* begin *

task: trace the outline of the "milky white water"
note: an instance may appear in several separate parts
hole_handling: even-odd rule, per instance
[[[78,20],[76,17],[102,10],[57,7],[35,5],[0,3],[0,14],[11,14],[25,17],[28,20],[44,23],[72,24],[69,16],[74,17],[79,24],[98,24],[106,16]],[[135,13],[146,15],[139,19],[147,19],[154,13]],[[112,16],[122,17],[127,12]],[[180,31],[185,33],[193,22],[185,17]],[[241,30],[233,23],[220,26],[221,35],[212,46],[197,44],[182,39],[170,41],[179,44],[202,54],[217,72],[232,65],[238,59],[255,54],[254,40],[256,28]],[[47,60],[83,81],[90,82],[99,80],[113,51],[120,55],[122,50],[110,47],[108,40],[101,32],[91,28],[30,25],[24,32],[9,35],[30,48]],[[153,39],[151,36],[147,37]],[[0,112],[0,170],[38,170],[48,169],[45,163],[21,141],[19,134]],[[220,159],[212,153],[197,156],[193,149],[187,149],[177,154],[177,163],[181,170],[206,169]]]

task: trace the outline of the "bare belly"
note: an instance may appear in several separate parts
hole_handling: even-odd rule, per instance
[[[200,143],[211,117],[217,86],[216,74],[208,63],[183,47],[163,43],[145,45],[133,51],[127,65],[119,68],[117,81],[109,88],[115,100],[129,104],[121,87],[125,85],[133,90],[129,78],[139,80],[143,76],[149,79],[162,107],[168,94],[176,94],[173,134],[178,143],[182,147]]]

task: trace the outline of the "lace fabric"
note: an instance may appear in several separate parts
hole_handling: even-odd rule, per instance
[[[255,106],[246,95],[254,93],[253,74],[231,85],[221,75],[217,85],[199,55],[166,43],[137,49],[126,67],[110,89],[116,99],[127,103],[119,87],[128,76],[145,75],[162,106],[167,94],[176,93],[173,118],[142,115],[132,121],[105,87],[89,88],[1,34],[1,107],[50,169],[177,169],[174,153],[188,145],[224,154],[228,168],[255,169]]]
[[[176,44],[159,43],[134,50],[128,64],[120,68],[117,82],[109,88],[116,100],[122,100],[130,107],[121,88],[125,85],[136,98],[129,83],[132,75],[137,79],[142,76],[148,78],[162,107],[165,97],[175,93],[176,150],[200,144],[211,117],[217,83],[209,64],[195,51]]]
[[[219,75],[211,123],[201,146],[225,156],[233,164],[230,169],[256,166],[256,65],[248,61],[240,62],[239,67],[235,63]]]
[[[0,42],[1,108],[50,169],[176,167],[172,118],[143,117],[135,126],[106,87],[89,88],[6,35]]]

* end *
* begin *

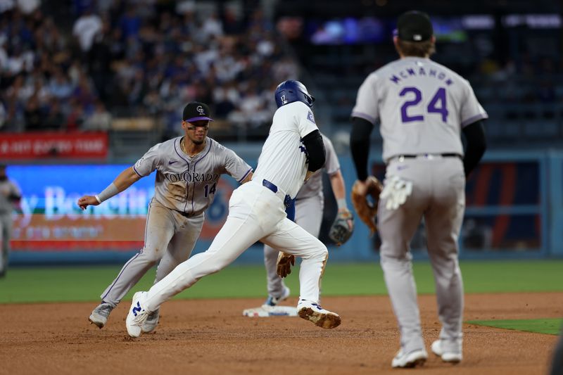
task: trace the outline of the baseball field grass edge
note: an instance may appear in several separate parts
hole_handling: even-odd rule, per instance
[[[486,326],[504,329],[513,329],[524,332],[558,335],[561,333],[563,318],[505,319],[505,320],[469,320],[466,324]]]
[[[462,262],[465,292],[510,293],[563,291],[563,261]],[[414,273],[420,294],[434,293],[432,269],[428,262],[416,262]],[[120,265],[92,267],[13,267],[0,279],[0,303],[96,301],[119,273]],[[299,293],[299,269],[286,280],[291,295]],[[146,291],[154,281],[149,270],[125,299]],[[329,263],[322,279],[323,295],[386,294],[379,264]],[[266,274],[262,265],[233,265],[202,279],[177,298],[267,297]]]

* end *

The task -> Count the lines of the records above that contain the word "trace", and reply with the number alone.

Answer to the task -> 4